◆ Texte fourni ◆

L'accès à l'eau, source de
développement !
Le Nord Kordofan est l'une des 16 provinces
que compte le Soudan. Il se caractérise
par un climat semi-aride et une végétation
adaptée à ce type de climat:
la steppe arborée ou la savane. Il
y pleut abondamment pendant la saison des
pluies de juillet à septembre. Les
mois sans eau sont, quant à eux,
frappés par la sécheresse
et des températures frôlant
régulièrement les 50°C.
La problématique de l'eau dans cet
état, comme dans tous ceux situés
loin de toute source d'eau continue telle
que le Nil, est donc la suivante : Comment
retenir, gérer et conserver l'eau
tombée pendant la saison des pluies,
afin de tenir jusqu'à l'année
suivante ?
L'ONG CARE Soudan s'est attaquée
au problème de l'eau dans cette région.
Ils sont présents sur place depuis
1985. Lors de notre passage à El-Obeïd
et à Ghubeish nous avons rencontré
les deux responsables des projets "eau
et développement" chez CARE.
Plan :
- L'eau dans les milieux ruraux au Soudan.
- Projet CARE à Ghubeish Ali Ahmed
(1250 Km au Sud-ouest de Khartoum).

◆ Consignes ◆
a. Répondez à ces questions à partir du texte sur l'accès à l'eau au Nord Kordofan :
(i) Combien de provinces le Soudan compte-t-il ?
(ii) De quel mois à quel mois dure la saison des pluies ?
(iii) Depuis quelle année CARE Soudan est-elle présente sur place ?
b. Dans la question qui pose la problématique de l'eau, le texte sur l'accès à l'eau au Nord Kordofan énumère ce qu'il faut faire de l'eau tombée pendant la saison des pluies. Relevez tous les verbes de cette énumération.

[Éléments de données]
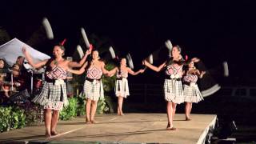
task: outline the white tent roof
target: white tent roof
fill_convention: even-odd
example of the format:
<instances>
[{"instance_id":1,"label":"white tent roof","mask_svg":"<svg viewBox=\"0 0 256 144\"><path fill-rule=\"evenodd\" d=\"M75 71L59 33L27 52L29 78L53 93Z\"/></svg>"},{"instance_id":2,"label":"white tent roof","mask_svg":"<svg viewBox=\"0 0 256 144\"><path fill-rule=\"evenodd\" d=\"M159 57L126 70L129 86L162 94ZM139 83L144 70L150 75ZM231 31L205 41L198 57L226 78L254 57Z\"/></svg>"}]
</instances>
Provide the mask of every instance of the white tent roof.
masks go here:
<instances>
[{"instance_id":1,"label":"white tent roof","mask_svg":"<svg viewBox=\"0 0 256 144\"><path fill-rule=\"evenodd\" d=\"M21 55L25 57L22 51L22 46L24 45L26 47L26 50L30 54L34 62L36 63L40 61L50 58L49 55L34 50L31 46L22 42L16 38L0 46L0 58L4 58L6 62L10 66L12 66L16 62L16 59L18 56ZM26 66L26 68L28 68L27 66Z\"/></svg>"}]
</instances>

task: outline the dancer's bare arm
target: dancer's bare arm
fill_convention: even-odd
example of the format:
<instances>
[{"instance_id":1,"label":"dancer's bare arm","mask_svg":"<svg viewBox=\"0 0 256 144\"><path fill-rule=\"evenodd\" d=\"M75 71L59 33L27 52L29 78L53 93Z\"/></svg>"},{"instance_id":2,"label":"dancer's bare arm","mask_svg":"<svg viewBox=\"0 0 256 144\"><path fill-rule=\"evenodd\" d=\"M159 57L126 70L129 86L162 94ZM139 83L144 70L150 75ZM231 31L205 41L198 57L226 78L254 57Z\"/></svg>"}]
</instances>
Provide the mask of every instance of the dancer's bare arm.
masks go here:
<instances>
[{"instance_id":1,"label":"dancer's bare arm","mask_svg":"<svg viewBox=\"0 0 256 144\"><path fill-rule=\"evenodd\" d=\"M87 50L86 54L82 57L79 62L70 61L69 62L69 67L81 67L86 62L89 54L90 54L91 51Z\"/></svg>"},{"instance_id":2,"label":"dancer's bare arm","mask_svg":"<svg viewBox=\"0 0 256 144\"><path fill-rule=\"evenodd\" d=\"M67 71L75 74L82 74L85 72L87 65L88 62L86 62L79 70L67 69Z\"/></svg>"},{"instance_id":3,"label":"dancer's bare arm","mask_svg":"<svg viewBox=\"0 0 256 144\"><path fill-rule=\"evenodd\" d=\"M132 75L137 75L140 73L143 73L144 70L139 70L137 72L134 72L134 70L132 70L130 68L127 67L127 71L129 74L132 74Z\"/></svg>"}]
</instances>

◆ Corrigé ◆
a.
(i) Le Soudan compte 16 provinces.
(ii) La saison des pluies dure de juillet à septembre.
(iii) CARE Soudan est présente sur place depuis 1985.

b. retenir, gérer, conserver